To do » Render each line of the data below as an item in a numbered list, leaving out any blank lines.

Working data »
—————

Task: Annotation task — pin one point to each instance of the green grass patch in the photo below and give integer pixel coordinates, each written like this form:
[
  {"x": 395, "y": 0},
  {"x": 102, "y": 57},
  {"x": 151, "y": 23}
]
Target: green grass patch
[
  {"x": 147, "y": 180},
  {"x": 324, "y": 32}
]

—————

Solution to this task »
1. Task: Annotation task — pin one point to each instance of the green grass patch in the photo below and give integer pixel coordinates, each written like this form:
2. [
3.   {"x": 395, "y": 0},
4.   {"x": 102, "y": 57},
5.   {"x": 151, "y": 23}
6. ]
7. Target: green grass patch
8. [
9.   {"x": 147, "y": 180},
10.   {"x": 324, "y": 32}
11. ]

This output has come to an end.